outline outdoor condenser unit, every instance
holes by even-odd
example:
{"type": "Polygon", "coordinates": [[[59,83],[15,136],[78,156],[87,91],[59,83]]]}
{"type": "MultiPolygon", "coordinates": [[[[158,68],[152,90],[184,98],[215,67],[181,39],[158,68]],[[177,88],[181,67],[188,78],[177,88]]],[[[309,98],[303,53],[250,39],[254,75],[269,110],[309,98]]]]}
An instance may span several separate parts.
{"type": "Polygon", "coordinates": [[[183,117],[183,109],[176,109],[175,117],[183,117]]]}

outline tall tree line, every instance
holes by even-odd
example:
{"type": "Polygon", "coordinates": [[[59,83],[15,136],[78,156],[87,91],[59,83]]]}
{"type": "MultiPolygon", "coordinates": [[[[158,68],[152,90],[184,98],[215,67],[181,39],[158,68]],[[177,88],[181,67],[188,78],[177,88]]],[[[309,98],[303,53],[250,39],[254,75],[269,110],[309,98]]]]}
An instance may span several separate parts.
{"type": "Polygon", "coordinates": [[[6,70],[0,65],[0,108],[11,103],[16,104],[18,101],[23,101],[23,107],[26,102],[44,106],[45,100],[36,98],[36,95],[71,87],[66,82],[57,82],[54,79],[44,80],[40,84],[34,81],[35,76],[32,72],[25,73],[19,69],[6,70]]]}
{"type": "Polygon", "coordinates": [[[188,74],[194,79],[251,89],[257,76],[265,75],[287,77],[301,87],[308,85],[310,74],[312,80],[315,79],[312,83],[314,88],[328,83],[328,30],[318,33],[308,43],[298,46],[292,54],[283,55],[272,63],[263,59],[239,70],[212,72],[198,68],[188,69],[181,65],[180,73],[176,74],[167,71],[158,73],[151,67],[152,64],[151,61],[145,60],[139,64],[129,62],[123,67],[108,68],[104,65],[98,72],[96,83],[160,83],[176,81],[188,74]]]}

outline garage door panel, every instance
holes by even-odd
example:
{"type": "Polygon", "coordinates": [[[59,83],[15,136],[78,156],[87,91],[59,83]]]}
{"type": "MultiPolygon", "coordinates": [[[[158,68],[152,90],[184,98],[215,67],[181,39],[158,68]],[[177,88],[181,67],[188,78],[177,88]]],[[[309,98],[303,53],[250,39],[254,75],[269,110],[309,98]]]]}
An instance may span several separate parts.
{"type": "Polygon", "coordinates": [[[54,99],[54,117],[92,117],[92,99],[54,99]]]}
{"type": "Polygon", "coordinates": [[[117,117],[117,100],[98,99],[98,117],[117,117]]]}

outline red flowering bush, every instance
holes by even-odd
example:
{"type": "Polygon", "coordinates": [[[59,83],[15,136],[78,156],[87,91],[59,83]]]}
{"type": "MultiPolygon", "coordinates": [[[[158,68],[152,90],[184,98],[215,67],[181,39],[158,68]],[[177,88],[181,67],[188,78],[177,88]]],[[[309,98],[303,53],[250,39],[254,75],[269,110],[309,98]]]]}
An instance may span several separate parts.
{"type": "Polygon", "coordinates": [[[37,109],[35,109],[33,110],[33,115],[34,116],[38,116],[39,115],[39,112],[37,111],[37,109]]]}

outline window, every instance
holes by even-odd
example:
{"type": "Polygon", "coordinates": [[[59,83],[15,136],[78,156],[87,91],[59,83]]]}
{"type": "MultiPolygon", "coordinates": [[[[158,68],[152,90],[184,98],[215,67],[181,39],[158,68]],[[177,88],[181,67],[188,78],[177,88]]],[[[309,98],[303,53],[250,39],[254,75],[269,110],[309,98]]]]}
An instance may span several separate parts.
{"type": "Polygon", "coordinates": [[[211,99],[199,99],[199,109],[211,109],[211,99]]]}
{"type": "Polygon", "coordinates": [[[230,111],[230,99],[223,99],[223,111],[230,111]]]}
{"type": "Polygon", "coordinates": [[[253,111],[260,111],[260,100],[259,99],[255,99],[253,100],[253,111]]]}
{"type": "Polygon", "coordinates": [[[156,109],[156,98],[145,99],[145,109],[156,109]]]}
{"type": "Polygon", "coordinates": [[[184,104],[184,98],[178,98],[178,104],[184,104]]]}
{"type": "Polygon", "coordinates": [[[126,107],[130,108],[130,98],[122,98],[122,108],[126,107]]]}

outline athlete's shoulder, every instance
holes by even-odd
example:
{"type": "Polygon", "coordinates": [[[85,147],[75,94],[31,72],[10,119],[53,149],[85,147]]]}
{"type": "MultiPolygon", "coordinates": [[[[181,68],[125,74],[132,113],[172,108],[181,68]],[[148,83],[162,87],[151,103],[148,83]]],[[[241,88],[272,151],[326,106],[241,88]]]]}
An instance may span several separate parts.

_ _ _ _ _ _ _

DIRECTIONS: Only the lines from the one that contains "outline window, every instance" to the end of the entries above should be given again, exactly and in full.

SOLUTION TO THIS TASK:
outline window, every instance
holes by even-odd
example:
{"type": "Polygon", "coordinates": [[[59,83],[15,136],[78,156],[87,91],[59,83]]]}
{"type": "MultiPolygon", "coordinates": [[[[158,68],[152,90],[184,98],[215,67],[181,39],[158,68]],[[177,88],[181,67],[188,78],[177,88]]],[[[309,98],[303,53],[250,39],[254,75],[269,110],[309,98]]]]}
An instance may span several separate parts.
{"type": "Polygon", "coordinates": [[[211,99],[199,99],[199,109],[211,109],[211,99]]]}
{"type": "Polygon", "coordinates": [[[230,111],[230,99],[223,99],[223,111],[230,111]]]}
{"type": "Polygon", "coordinates": [[[253,111],[260,111],[260,100],[259,99],[255,99],[253,100],[253,111]]]}
{"type": "Polygon", "coordinates": [[[156,109],[156,98],[145,99],[145,109],[156,109]]]}
{"type": "Polygon", "coordinates": [[[184,104],[184,98],[178,98],[178,104],[184,104]]]}
{"type": "Polygon", "coordinates": [[[126,107],[130,108],[130,98],[122,98],[122,108],[126,107]]]}

outline athlete's shoulder, every instance
holes by even-odd
example:
{"type": "Polygon", "coordinates": [[[85,147],[75,94],[31,72],[10,119],[53,149],[85,147]]]}
{"type": "MultiPolygon", "coordinates": [[[[181,68],[125,74],[132,113],[172,108],[181,68]],[[148,83],[162,87],[151,103],[148,83]]],[[[241,88],[272,151],[326,106],[241,88]]]]}
An instance may span several separate parts.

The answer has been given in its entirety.